* Begin Supplied material *
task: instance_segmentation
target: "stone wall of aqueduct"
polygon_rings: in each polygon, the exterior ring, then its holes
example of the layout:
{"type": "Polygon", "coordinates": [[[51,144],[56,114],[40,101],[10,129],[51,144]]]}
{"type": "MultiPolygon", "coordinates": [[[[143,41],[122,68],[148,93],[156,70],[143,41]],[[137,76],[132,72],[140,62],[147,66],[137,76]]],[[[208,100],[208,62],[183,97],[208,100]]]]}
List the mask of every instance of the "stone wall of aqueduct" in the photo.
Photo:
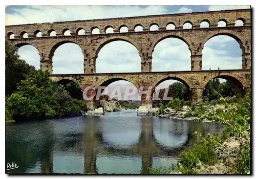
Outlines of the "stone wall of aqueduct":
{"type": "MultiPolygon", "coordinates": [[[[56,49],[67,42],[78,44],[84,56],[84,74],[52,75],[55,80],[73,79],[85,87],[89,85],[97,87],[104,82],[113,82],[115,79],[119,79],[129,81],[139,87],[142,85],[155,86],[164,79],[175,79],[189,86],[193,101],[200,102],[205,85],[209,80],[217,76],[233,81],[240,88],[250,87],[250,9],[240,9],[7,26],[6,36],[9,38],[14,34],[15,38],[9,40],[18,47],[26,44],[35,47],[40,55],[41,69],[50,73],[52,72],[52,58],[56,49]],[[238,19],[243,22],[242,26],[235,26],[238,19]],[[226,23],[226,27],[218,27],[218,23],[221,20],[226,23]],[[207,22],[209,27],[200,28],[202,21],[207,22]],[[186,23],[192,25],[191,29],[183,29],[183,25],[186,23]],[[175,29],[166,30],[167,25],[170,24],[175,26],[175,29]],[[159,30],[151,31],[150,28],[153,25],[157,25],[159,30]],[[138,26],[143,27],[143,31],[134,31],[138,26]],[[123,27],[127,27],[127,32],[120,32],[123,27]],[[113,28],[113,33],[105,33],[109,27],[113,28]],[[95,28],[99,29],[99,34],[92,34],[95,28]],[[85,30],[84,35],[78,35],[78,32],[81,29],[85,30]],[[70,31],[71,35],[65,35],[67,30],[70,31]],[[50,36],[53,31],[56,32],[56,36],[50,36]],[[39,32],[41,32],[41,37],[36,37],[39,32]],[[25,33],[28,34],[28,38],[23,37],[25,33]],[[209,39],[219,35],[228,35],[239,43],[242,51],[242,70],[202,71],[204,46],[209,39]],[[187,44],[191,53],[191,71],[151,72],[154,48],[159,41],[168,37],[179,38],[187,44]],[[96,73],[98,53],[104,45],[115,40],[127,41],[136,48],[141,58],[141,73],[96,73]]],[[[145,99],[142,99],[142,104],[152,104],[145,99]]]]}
* End Supplied material *
* Begin Supplied material *
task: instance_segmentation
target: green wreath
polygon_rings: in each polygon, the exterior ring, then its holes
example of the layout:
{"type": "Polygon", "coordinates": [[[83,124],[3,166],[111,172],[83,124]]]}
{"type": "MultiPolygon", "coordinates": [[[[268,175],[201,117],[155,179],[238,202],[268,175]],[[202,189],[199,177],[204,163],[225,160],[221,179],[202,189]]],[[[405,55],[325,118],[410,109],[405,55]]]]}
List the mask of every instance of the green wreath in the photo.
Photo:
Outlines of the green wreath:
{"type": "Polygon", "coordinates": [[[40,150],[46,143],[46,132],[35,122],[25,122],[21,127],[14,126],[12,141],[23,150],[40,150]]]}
* End Supplied material *
* Begin Supplied material *
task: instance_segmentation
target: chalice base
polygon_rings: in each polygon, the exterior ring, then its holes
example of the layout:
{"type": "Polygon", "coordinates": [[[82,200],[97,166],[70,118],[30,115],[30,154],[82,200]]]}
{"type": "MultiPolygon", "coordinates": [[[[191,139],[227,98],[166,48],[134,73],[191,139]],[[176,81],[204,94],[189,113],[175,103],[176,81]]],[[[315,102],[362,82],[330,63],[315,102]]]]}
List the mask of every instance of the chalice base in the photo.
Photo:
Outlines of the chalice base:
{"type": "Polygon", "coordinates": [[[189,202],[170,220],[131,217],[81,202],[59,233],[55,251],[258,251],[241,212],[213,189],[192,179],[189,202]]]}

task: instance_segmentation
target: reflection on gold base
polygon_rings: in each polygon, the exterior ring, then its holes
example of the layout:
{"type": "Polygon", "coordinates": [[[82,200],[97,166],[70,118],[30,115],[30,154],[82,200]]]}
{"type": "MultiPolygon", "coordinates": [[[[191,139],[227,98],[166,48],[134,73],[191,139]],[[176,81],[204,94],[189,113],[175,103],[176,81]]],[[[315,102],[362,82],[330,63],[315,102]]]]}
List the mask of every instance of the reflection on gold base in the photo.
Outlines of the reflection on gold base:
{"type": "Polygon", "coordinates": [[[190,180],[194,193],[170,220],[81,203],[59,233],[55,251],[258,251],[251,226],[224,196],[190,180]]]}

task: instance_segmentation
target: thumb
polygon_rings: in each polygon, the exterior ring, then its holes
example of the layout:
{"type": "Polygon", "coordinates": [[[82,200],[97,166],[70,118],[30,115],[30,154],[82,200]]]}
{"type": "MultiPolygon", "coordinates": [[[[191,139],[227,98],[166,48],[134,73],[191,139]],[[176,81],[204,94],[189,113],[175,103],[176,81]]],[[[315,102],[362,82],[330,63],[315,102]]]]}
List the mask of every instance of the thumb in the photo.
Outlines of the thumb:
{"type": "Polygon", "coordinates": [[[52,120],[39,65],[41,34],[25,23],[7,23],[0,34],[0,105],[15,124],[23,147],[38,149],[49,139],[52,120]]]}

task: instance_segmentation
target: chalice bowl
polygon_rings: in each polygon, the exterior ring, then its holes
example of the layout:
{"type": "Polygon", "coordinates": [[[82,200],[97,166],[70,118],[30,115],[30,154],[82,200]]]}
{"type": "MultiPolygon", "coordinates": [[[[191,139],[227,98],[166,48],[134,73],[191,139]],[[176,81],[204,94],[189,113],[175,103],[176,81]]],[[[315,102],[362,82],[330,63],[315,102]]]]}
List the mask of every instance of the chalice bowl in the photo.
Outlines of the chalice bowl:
* End Supplied material *
* Stated exercise: Locate each line in the records above that contains the string "bowl" and copy those lines out in full. Case counts when matching.

* Result of this exercise:
target: chalice bowl
List the mask of every instance of the chalice bowl in the photo.
Outlines of the chalice bowl:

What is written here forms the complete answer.